__Aim of the task__.
Reproduce only the lines from the line containing "Mark a point on each instance of the van windshield" to the end of the entries below, including both of those lines.

Dataset items
--------------------

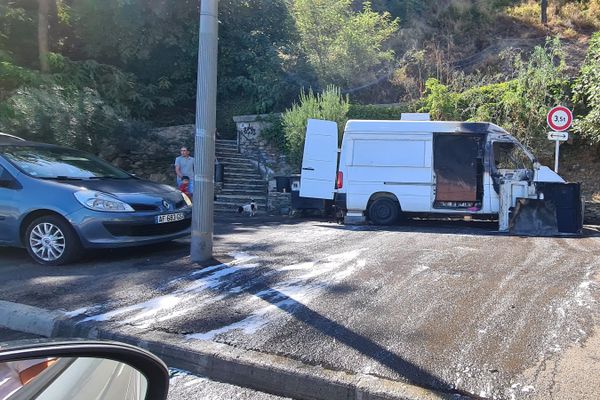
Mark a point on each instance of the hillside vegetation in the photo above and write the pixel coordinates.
(81, 72)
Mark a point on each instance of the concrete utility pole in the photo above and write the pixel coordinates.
(544, 12)
(204, 148)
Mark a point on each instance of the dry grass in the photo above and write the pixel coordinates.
(580, 16)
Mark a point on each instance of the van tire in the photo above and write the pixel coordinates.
(68, 244)
(384, 211)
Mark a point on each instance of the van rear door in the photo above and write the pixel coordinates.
(319, 164)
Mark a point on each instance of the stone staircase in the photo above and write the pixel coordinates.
(242, 181)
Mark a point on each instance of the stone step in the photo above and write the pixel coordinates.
(241, 182)
(232, 146)
(221, 155)
(235, 160)
(244, 192)
(240, 199)
(218, 206)
(236, 176)
(248, 165)
(245, 183)
(240, 170)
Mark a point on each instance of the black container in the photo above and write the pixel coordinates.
(567, 200)
(219, 172)
(304, 203)
(283, 184)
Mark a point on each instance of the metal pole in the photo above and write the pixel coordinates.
(556, 157)
(204, 149)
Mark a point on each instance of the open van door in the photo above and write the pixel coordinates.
(319, 164)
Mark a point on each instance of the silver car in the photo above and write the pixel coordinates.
(56, 201)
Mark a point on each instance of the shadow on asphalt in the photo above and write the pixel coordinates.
(411, 372)
(478, 228)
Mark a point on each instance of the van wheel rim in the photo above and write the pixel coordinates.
(383, 212)
(47, 241)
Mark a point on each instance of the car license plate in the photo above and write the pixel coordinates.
(161, 219)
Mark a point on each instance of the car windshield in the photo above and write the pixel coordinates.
(61, 163)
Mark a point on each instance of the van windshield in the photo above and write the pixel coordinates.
(61, 163)
(509, 155)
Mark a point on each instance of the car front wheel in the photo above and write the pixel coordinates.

--------------------

__Written response__.
Mark a point on each instance of the van windshield in the photo above and write the pixel coordinates.
(61, 163)
(509, 155)
Mark a point on each instance of the car front wheel in the photo above and write the pixel coordinates.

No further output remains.